=== Work to complete ===
In the passage about Rachel Maddow and the media, on which show was Adam Schiff confronted about his disinformation?

=== Provided passage ===
%%
And I want to talk about the role of the media.
A very good representative of this is Rachel Maddow.
Now, Rachel Maddow has been caught, you may almost say with her pants down, because for years, this character has been promoting the Russia collusion line.
Now, she hasn't done it by herself.
She's had plenty of help from people at MSNBC. She's had people on like Adam Schiff.
By the way, Adam Schiff was beautifully confronted about his systematic disinformation on The View, no less.
And, you know, you could see Adam Schiff putting on his constipated look.
He doesn't expect to be confronted there.
He thought he was in friendly territory.
But they point out that your credibility is gone.
Gone. And so is Rachel Maddow's because this is the kind of stuff, if I can remind you, this was just days before Trump's inauguration.
Rachel Maddow says, she goes, I'm not quoting her, we're about to find out if the new president of our country is going to do what Russia wants once he's commander-in-chief of the U.S. military starting noon on Friday.
And she basically implies that Trump is going to withdraw troops from Thank you, President, for Putin having helped Trump win the election.
I mean, outrageous stuff. Now, in fact, Trump did no such thing.
In fact, he increased troops to the border, so it just turned out to be a flat-out false prediction.
%%
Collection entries
%%
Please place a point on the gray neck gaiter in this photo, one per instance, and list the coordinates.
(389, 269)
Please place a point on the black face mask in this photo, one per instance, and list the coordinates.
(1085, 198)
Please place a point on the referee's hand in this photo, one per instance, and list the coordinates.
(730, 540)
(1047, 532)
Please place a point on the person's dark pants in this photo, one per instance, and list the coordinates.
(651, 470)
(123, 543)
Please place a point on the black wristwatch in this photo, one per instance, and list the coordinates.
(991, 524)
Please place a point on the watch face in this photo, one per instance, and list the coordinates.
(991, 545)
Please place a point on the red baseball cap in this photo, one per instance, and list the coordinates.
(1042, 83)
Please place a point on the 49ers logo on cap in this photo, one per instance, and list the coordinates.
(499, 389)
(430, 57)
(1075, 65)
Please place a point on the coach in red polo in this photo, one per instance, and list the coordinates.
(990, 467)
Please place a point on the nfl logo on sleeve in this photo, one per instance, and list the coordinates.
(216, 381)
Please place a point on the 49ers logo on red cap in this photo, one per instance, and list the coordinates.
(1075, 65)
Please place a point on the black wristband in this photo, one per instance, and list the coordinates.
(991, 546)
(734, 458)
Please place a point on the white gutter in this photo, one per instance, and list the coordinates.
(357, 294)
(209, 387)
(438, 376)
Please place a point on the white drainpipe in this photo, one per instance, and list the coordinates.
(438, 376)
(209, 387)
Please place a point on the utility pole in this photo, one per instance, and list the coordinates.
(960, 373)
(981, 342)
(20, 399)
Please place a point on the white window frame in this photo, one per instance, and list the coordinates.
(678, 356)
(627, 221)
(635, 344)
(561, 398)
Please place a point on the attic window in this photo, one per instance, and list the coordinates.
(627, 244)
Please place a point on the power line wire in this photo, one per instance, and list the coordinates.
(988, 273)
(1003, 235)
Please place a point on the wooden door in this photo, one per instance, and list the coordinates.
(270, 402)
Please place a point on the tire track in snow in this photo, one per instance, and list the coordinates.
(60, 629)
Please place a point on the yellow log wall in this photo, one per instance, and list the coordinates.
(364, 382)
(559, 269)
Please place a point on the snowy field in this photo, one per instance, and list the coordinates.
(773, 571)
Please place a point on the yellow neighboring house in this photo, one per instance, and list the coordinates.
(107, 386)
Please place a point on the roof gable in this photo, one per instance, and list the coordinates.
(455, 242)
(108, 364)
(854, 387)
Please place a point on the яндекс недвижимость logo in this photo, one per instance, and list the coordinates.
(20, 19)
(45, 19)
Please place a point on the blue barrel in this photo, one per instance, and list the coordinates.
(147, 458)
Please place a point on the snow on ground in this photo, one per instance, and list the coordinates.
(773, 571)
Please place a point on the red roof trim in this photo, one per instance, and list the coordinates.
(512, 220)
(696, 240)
%%
=== The completed task ===
The View